WHAT YOU ARE ASKED TO DO
Locate every line in the entries below that contains the string "headlight", matching case exactly, and copy each such line in full.

>> start INPUT FOR THIS TASK

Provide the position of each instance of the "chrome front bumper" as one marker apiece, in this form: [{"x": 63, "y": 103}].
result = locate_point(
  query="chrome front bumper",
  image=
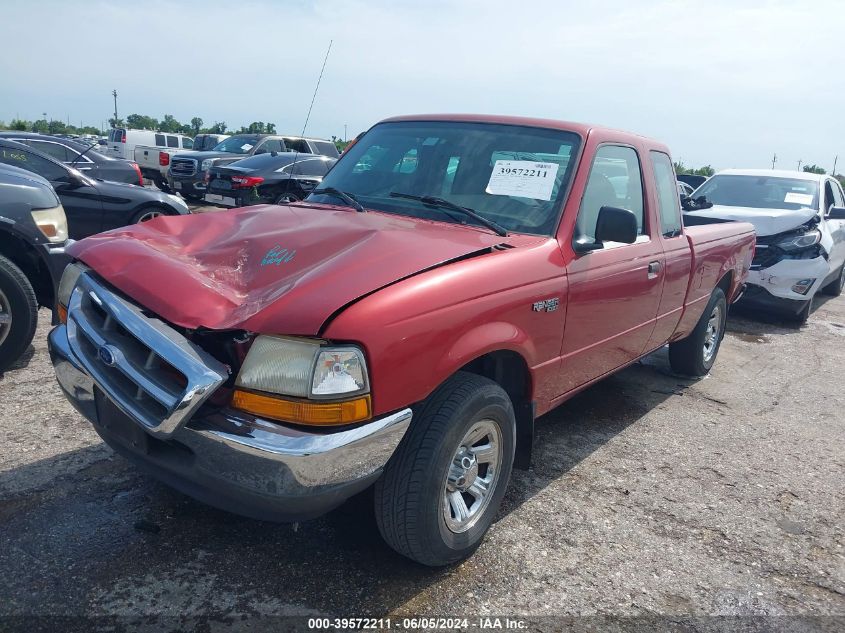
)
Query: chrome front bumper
[{"x": 235, "y": 461}]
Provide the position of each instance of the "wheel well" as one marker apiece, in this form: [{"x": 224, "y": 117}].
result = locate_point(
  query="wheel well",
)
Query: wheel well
[
  {"x": 26, "y": 258},
  {"x": 725, "y": 283},
  {"x": 510, "y": 371}
]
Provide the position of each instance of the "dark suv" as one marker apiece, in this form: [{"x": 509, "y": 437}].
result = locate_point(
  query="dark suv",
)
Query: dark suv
[
  {"x": 33, "y": 236},
  {"x": 81, "y": 156}
]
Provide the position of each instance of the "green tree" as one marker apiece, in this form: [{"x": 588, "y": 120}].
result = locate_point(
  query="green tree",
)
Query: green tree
[
  {"x": 57, "y": 127},
  {"x": 142, "y": 122},
  {"x": 170, "y": 124}
]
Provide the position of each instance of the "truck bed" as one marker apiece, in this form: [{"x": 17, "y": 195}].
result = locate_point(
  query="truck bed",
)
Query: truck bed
[{"x": 713, "y": 249}]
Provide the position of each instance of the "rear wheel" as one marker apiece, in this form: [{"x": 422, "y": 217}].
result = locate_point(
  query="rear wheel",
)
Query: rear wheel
[
  {"x": 18, "y": 313},
  {"x": 441, "y": 489},
  {"x": 835, "y": 287},
  {"x": 695, "y": 355}
]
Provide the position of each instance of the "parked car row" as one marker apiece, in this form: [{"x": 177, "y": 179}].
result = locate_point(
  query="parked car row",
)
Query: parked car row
[
  {"x": 799, "y": 218},
  {"x": 189, "y": 171},
  {"x": 91, "y": 203}
]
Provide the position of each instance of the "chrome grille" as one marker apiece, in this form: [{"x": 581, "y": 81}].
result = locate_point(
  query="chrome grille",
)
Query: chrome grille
[
  {"x": 149, "y": 370},
  {"x": 183, "y": 166}
]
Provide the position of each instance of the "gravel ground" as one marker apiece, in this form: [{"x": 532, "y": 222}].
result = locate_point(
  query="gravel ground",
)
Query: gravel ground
[{"x": 649, "y": 495}]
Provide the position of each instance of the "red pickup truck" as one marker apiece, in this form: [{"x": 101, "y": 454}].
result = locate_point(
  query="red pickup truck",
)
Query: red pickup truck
[{"x": 452, "y": 279}]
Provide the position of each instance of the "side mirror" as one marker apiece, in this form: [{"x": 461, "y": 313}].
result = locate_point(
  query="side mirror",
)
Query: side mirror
[
  {"x": 695, "y": 204},
  {"x": 612, "y": 225}
]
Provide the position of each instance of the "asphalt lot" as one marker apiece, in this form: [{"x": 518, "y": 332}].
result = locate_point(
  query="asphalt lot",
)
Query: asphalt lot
[{"x": 649, "y": 495}]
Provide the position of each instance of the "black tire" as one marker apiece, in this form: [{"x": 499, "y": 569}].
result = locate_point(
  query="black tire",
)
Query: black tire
[
  {"x": 411, "y": 496},
  {"x": 835, "y": 287},
  {"x": 17, "y": 299},
  {"x": 147, "y": 213},
  {"x": 287, "y": 197},
  {"x": 691, "y": 356}
]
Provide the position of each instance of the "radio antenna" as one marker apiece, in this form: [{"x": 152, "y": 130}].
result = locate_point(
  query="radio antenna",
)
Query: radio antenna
[{"x": 313, "y": 98}]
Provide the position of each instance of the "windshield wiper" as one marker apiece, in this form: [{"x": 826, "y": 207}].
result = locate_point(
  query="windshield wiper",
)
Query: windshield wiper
[
  {"x": 445, "y": 204},
  {"x": 337, "y": 193}
]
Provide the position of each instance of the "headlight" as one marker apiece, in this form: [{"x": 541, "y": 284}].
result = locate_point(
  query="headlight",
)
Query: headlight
[
  {"x": 66, "y": 285},
  {"x": 304, "y": 382},
  {"x": 303, "y": 368},
  {"x": 52, "y": 223},
  {"x": 797, "y": 242}
]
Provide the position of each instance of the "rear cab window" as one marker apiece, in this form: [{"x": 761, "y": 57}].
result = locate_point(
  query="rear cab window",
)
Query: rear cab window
[
  {"x": 615, "y": 181},
  {"x": 668, "y": 201}
]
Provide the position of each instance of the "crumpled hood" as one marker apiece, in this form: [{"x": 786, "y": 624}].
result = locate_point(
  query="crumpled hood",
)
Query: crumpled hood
[
  {"x": 765, "y": 221},
  {"x": 270, "y": 269}
]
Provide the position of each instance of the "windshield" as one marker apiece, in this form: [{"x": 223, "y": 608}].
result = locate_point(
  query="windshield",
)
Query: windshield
[
  {"x": 237, "y": 144},
  {"x": 515, "y": 176},
  {"x": 760, "y": 192}
]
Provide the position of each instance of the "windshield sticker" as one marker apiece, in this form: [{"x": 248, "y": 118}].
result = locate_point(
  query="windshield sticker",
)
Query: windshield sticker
[
  {"x": 522, "y": 179},
  {"x": 798, "y": 198},
  {"x": 277, "y": 255}
]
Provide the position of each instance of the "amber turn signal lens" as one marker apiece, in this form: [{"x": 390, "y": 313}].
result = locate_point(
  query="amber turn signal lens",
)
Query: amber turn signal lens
[{"x": 303, "y": 412}]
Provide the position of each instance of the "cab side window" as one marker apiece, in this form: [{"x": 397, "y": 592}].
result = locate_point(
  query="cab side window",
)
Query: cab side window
[
  {"x": 667, "y": 194},
  {"x": 615, "y": 181}
]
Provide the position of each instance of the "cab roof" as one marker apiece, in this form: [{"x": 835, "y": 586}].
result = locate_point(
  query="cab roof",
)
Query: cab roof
[{"x": 582, "y": 129}]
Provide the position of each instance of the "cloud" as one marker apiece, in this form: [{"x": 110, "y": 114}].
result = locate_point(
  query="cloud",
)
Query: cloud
[{"x": 720, "y": 84}]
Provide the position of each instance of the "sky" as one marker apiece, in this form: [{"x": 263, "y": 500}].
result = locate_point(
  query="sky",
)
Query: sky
[{"x": 728, "y": 84}]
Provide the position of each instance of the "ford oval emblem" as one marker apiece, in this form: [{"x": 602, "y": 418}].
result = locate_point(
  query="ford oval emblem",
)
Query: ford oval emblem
[{"x": 106, "y": 355}]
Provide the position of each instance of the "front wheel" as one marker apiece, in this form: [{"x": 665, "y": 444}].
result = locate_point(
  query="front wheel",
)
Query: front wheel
[
  {"x": 695, "y": 355},
  {"x": 148, "y": 213},
  {"x": 441, "y": 489},
  {"x": 18, "y": 313}
]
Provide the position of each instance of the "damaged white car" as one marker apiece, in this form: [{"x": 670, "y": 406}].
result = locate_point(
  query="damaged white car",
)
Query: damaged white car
[{"x": 800, "y": 223}]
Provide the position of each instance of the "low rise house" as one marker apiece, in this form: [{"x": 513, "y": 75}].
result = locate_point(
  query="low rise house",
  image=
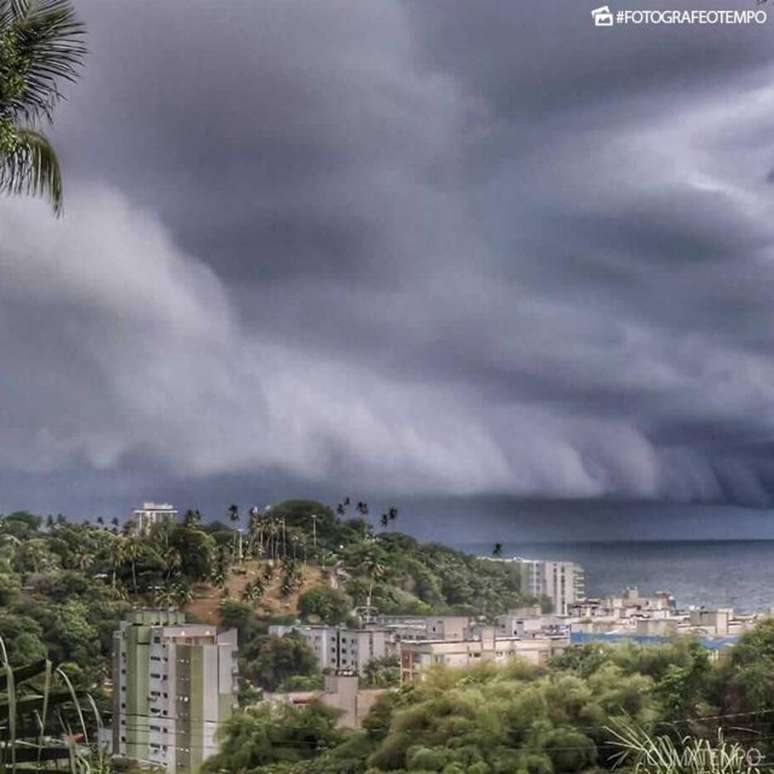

>> end INPUT FOR THIS TASK

RESPONSE
Provide the position of each instance of the "headlight" as one marker apiece, in this form: [{"x": 541, "y": 284}].
  query="headlight",
Query: headlight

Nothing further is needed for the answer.